** Document excerpt follows **
Making a Will and Testamentary Capacity
Updated: Mar 6
In order to make a Will a person must be of sound mind, memory and understanding. This is usually referred to having ‘testamentary capacity‘.
A typical challenge against a will is made by arguing the deceased didn’t have the necessary testamentary capacity to make their will. It is therefore important to understand how it is determined whether the deceased did in fact have the capacity to make their will at the time it was created. The courts have shown testamentary capacity can be determined by considering whether the deceased :
understood the nature of a will and its financial effect;
understood the extent of their estate (i.e. what assets and liabilities they had);
had the ability to understand the risks of various people being able to make claims against their estate (i.e. who they were and to what extent.)
was not suffering from any mental disorder or delusions which includes considering whether the distributions set out in their Will would have been made by a person of sound mind.
** End of Document excerpt **
** Excerpted data follows **
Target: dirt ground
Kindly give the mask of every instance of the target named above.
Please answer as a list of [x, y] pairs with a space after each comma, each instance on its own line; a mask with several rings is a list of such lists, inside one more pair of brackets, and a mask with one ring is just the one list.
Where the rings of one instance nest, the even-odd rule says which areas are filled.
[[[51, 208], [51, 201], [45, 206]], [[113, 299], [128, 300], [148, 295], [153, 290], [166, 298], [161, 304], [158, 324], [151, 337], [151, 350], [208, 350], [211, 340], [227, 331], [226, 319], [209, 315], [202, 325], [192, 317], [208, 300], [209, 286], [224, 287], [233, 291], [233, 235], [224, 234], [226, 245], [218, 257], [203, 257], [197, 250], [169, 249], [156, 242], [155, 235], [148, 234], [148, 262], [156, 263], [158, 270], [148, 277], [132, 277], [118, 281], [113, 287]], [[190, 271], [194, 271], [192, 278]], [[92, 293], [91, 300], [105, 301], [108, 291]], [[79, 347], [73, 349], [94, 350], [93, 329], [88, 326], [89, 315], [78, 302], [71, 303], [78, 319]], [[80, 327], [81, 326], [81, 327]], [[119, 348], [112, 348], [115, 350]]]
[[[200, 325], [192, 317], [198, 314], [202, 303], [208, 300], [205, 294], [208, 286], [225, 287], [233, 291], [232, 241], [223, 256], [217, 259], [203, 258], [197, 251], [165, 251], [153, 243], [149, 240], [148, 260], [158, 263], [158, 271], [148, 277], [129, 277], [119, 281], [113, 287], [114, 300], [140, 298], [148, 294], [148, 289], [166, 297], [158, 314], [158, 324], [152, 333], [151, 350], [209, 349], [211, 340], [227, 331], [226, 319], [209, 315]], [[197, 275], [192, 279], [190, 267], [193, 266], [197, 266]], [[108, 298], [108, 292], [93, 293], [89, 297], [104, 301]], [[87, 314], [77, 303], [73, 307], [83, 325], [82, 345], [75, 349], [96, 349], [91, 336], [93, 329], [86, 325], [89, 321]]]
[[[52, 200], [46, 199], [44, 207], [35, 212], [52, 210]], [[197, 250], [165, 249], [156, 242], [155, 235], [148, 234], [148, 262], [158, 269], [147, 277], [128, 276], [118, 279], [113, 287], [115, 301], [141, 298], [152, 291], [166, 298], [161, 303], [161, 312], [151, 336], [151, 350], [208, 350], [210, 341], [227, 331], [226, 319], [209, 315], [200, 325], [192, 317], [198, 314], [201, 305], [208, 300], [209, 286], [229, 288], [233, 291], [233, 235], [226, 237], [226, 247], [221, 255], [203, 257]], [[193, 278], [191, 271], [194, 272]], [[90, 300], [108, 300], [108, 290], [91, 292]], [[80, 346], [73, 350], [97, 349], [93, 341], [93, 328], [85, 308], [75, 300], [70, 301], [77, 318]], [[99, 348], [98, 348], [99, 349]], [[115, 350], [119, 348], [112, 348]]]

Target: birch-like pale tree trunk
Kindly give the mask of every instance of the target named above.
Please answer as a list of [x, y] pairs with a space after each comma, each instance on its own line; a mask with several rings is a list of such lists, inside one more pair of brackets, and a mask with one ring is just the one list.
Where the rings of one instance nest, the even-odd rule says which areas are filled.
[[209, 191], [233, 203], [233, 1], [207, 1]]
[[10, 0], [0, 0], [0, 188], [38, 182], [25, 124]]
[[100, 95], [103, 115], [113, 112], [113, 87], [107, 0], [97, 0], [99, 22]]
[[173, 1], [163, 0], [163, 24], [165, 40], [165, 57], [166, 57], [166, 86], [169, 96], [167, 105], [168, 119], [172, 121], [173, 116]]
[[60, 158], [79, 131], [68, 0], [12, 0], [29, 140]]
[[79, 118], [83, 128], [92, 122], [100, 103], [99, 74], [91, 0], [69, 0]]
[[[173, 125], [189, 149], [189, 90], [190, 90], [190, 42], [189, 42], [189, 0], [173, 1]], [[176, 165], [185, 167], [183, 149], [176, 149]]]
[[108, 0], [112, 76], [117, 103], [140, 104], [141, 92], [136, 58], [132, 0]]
** End of Excerpted data **
## Required action 1
According to the piece on testamentary capacity, what must a person be of in order to make a Will?
## Required action 2
Could you continue the piece on testamentary capacity from its last point?
The listing has nothing to do with the piece on testamentary capacity.

## Task response 1
Sound mind, memory and understanding.

## Task response 2
Unfortunately capacity can be difficult to determine; particularly trying to do so after the event. It’s easy to determine if someone loses capacity from a sudden accident but what happens when someone loses capacity over a long period of time? In the latter it will be hard determine at what time testamentary capacity was lost.
Someone can be seriously ill but still be of sound mind. Similarly the fact that someone commits suicide shortly after making their will does not automatically create a presumption of incapacity.
It’s worth noting it is still possible for someone to be of sound mind but still be ‘unfair’.
To make things more difficult, lucidity can come and go more than once. If someone was lucid at the time they make their will then their Will should stand.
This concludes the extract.